- [Set exercise]: Write out each line of the material again, word for word.

╔══

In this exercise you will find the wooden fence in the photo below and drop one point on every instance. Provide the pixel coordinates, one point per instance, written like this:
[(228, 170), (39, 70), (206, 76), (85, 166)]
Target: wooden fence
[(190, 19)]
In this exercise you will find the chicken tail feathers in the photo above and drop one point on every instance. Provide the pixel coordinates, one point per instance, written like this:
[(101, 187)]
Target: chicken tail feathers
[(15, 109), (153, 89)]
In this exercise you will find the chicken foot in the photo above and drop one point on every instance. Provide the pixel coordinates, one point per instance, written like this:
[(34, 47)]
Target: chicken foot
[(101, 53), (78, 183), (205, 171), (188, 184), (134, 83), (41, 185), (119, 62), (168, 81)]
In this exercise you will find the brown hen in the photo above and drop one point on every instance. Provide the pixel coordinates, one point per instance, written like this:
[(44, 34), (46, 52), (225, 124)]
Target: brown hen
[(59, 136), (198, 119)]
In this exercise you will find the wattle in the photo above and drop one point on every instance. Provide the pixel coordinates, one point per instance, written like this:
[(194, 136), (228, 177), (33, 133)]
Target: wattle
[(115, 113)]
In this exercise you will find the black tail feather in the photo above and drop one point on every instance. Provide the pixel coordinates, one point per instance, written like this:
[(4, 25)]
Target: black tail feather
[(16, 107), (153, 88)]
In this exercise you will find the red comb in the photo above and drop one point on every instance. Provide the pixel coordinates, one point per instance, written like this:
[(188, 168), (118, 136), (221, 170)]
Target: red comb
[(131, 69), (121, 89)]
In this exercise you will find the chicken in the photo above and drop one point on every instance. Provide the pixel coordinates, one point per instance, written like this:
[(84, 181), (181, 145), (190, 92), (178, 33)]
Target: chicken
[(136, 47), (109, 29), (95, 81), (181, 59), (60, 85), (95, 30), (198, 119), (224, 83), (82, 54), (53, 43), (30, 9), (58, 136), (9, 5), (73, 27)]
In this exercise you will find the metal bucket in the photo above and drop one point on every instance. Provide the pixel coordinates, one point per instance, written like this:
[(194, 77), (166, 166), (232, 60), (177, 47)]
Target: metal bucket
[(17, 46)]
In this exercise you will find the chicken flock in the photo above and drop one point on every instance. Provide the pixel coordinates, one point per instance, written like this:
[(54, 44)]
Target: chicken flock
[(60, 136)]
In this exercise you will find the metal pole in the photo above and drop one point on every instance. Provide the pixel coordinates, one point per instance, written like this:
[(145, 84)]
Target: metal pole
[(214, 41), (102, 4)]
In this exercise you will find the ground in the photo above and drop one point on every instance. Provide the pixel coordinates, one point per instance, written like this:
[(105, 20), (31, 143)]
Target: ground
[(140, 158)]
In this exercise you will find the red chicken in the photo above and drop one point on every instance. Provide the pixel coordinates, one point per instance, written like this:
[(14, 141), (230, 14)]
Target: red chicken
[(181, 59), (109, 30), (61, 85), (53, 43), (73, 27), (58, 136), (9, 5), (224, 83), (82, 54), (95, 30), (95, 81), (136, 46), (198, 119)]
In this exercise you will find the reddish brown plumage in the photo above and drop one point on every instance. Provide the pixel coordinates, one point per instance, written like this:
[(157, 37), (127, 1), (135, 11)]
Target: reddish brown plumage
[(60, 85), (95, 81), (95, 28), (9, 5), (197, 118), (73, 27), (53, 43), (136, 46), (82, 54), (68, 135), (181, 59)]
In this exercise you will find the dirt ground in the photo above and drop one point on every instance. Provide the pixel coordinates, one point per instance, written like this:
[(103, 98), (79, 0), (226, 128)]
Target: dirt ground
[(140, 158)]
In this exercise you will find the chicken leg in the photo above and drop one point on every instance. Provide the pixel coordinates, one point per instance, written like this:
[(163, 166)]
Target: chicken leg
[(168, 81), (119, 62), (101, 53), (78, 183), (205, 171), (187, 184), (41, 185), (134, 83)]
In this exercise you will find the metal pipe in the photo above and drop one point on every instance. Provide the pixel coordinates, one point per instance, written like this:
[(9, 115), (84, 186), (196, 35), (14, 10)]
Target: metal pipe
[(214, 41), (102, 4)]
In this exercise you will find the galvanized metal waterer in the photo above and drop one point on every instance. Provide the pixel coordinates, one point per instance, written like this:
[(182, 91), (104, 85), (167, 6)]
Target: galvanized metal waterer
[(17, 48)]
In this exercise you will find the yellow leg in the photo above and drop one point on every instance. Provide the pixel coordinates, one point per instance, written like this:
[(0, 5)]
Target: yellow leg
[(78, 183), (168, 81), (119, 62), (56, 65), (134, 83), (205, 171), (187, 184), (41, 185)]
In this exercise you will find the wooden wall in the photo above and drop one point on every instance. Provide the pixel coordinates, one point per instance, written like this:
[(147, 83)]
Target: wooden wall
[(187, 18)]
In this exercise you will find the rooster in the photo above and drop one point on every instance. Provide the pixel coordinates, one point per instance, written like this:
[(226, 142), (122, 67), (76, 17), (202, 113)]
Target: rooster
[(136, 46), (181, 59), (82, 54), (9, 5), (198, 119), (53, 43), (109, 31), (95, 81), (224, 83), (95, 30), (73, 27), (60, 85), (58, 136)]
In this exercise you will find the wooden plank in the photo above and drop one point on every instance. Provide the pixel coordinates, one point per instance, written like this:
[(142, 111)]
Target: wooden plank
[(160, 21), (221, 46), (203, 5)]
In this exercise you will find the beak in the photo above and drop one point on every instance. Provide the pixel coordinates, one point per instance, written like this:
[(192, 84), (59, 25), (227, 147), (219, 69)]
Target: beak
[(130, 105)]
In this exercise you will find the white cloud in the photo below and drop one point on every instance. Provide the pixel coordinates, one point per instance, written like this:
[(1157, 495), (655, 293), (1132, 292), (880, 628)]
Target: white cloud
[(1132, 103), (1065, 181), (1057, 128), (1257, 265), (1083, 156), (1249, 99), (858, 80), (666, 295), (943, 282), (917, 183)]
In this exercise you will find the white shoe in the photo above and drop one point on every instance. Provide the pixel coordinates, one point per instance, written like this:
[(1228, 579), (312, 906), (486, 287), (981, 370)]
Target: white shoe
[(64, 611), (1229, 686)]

╚══

- [Final result]:
In this exercise you will find the wooden fence in the photo below and drop one point on every instance. Provide the pixel coordinates, one point per instance, written like this:
[(228, 170), (39, 70), (206, 76), (85, 166)]
Target: wooden fence
[(190, 19)]
In this exercise you will find the chicken tail feathers in the photo above and drop one point on every instance. Provide the pixel coordinates, one point per instance, written like this:
[(101, 187)]
Target: chicken tail feathers
[(15, 109), (153, 89)]
In this exercise you will find the chicken foot in the photo above and drop one point on every instance. Provide the pixel coordinates, one point per instance, written like this:
[(34, 47)]
Target: chicken foot
[(101, 53), (78, 183), (205, 171), (188, 184), (134, 83), (41, 185), (119, 62), (168, 81)]
In this exercise you will find the brown hen in the photo above and drop one point on every instance. Provide the pixel coordinates, one point per instance, written like this:
[(44, 34), (46, 52), (225, 124)]
Target: brown hen
[(59, 136), (198, 119)]
In this exercise you will find the wattle in the photo above and drop one point on every instance. Provide the pixel coordinates, one point per instance, written like this:
[(194, 136), (228, 177), (33, 133)]
Target: wattle
[(115, 113)]
In this exercise you will find the black tail feather in the photo above and drop one point on every instance. Provide the pixel coordinates, one point per instance, written like this:
[(4, 25)]
Target: black tail feather
[(16, 107), (153, 88)]
In this exercise you will find the red comb in the photo above and drop one point on every instance. Provide the pixel coordinates, one point per instance, written like this:
[(188, 168), (118, 136), (221, 170)]
Target: red comb
[(131, 69), (121, 89)]
In this exercise you will find the chicken in the photo above and drop one point on every instance. Provide the pixel coordinates, one point per instance, written like this:
[(84, 181), (181, 145), (190, 92), (178, 33)]
Target: chicken
[(136, 47), (109, 29), (95, 81), (181, 59), (60, 85), (95, 30), (198, 119), (224, 83), (82, 54), (53, 43), (30, 9), (58, 136), (9, 5), (73, 27)]
In this exercise you will find the metal bucket in the photo above and drop one point on every instance. Provide the pixel coordinates, one point per instance, written like this:
[(194, 77), (166, 166), (232, 60), (177, 47)]
Target: metal bucket
[(17, 46)]
In this exercise you will find the chicken flock in the photo above and drop one point on every instance. Provide the pixel coordinates, one point per instance, written like this:
[(54, 44)]
Target: chicken flock
[(60, 136)]
In this exercise you will find the metal pole in the photo above and drop one point on every instance. Provide the pixel coordinates, one point per instance, written like this:
[(145, 84)]
Target: metal pole
[(214, 41), (102, 4)]
In this exercise you will find the ground in the photo above and drop one point on every instance. Provide the pixel coordinates, one point per instance, written like this:
[(105, 20), (31, 143)]
Target: ground
[(140, 158)]
In this exercise you will find the red chicken in the photo above and drop one point on every instance. Provide the pixel coordinates, one point per instance, written like this:
[(14, 141), (230, 14)]
Target: red chicken
[(181, 59), (109, 30), (61, 85), (53, 43), (73, 27), (58, 136), (9, 5), (224, 83), (82, 54), (95, 30), (95, 81), (136, 46), (198, 119)]
In this exercise you will find the reddish brown plumage in the photo above and drop one point on every instance. Provide the pixel coordinates, one point per instance, written like this:
[(157, 37), (127, 1), (135, 11)]
Target: reddish brown plumage
[(60, 85), (95, 81), (95, 28), (9, 5), (197, 118), (73, 27), (53, 43), (136, 46), (82, 54), (68, 135), (181, 59)]
In this exercise you will find the dirt ground in the photo above and drop one point on every instance. Provide the pixel coordinates, one point per instance, written like this:
[(103, 98), (79, 0), (226, 128)]
Target: dirt ground
[(140, 158)]
In this exercise you will find the chicken leg in the photo above and drop one point on every instance. Provide the pixel coordinates, one point per instance, written like this:
[(163, 166)]
Target: chicken leg
[(168, 81), (119, 62), (101, 53), (78, 183), (205, 171), (187, 184), (41, 185), (134, 83)]
In this exercise you will find the metal pipe in the photo above and drop one point on every instance. Provide the pixel coordinates, one point per instance, written like this:
[(9, 115), (84, 186), (196, 35), (14, 10)]
Target: metal pipe
[(214, 41), (102, 4)]
In this exercise you will find the galvanized metal waterer in the photo above and drop one point on every instance. Provide the pixel coordinates, one point per instance, written like this:
[(182, 91), (104, 85), (167, 6)]
Target: galvanized metal waterer
[(17, 48)]
In this exercise you will find the yellow leg in the photo above and drop one point on every instance. Provide the pixel coordinates, one point per instance, written like this:
[(0, 5)]
Target: yellow leg
[(78, 183), (168, 81), (119, 62), (56, 65), (134, 83), (205, 171), (187, 184), (41, 185)]
In this exercise you will find the wooden wall in the photo above and drop one point on every instance. Provide the pixel coordinates, one point per instance, written like this:
[(147, 83)]
Target: wooden wall
[(187, 18)]
In this exercise you will find the rooster in the photo above and drop one point on every instance. Provide the pixel coordinates, one point per instance, written like this:
[(226, 142), (122, 67), (76, 17), (202, 113)]
Target: rooster
[(136, 46), (181, 59), (82, 54), (9, 5), (198, 119), (53, 43), (109, 31), (95, 81), (224, 83), (95, 30), (73, 27), (60, 85), (58, 136)]
In this exercise you will find the wooden plank in the photo above and drop one point on every instance. Provide the pixel coordinates, one point per instance, written like this:
[(142, 111)]
Target: wooden plank
[(160, 21), (221, 46), (203, 5)]
In this exercise you will find the beak in the photo above and drop one point on every instance. Provide the pixel coordinates, one point per instance, written like this:
[(192, 84), (59, 25), (227, 147), (219, 69)]
Target: beak
[(130, 105)]
In this exercise you will find the white cloud in the photo below and drop one point on every instance. Provide the pixel coordinates, one point per instance, written like this:
[(1157, 495), (655, 293), (1132, 292), (880, 628)]
Target: white cloud
[(1132, 103), (1065, 181), (1057, 128), (1257, 265), (1083, 156), (1249, 99), (858, 80), (666, 295), (943, 282), (917, 183)]
In this exercise you will find the white shoe in the photo above and drop one point on every instance. Provide the pixel coordinates, one point per instance, written like this:
[(1228, 579), (312, 906), (486, 287), (981, 370)]
Target: white shoe
[(64, 611), (1229, 686)]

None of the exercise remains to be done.